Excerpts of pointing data
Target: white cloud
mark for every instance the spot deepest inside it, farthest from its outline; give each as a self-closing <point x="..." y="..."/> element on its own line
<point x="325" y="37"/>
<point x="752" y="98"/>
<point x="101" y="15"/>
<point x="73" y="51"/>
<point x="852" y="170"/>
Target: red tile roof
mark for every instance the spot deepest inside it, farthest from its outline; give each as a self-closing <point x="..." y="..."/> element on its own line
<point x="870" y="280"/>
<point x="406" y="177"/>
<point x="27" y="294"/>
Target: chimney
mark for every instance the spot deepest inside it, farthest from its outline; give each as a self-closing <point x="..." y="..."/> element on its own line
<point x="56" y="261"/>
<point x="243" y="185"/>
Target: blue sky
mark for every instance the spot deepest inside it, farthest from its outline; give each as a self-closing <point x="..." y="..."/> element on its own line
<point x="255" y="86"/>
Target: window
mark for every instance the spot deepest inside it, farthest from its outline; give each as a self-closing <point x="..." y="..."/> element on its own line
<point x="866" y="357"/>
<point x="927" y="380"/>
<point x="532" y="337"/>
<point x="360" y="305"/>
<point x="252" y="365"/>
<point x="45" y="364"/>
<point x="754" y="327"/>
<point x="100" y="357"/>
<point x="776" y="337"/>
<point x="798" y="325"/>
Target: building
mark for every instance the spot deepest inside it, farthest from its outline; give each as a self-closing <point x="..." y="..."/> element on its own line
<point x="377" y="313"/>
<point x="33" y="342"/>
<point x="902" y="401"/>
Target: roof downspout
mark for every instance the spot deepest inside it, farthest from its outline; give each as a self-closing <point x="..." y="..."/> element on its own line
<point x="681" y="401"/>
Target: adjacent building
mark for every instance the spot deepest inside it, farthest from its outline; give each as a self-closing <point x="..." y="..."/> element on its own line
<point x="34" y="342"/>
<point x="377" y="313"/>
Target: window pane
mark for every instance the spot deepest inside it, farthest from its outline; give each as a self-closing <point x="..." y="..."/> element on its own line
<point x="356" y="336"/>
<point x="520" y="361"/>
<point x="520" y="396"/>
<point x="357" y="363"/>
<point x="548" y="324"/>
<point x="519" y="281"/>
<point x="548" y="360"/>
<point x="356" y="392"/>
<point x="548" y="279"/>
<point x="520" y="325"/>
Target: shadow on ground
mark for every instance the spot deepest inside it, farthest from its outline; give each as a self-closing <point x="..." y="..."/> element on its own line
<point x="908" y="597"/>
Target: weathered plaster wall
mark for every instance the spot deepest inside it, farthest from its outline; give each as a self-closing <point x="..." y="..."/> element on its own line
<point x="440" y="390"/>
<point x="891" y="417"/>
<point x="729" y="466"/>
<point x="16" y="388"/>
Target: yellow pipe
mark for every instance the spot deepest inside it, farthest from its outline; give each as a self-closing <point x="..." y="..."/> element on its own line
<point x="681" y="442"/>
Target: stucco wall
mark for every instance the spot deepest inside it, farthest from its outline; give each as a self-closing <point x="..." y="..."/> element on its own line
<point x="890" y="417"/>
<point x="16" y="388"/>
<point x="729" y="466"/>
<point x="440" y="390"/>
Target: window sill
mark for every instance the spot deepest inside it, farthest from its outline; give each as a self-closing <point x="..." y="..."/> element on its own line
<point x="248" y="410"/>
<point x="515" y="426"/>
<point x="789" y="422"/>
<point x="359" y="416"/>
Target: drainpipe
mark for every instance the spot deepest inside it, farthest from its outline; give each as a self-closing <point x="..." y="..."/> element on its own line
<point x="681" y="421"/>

...

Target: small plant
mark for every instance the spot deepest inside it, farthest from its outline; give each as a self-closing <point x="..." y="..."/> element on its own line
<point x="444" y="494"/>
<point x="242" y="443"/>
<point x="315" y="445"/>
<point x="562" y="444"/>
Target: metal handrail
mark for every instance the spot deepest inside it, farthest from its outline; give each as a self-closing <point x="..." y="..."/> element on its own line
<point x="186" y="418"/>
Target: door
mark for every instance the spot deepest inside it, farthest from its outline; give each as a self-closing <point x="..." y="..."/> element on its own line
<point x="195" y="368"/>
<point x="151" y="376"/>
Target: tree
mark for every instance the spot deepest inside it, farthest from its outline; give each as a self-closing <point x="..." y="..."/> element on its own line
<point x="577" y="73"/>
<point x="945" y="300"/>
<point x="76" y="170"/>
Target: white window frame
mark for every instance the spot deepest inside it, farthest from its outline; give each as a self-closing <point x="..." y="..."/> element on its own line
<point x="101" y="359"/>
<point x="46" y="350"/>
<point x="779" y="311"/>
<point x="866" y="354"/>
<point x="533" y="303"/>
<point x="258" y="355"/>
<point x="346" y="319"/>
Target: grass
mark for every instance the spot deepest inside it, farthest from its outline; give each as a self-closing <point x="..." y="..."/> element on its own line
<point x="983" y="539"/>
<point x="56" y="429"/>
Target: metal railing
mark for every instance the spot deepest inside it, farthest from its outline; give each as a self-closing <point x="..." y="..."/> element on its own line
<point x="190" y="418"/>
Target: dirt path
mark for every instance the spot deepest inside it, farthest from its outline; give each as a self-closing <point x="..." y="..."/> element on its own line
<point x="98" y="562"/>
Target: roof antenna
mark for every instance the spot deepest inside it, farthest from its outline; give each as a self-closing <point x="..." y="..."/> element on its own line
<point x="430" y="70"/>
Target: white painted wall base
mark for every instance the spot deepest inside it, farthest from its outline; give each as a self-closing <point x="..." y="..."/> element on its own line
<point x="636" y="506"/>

THE EXERCISE - Select every line in the material above that contains the word "wall", matching case exactly.

EXERCISE SOLUTION -
Target: weathered plaster wall
Target: stucco wall
Target: white painted wall base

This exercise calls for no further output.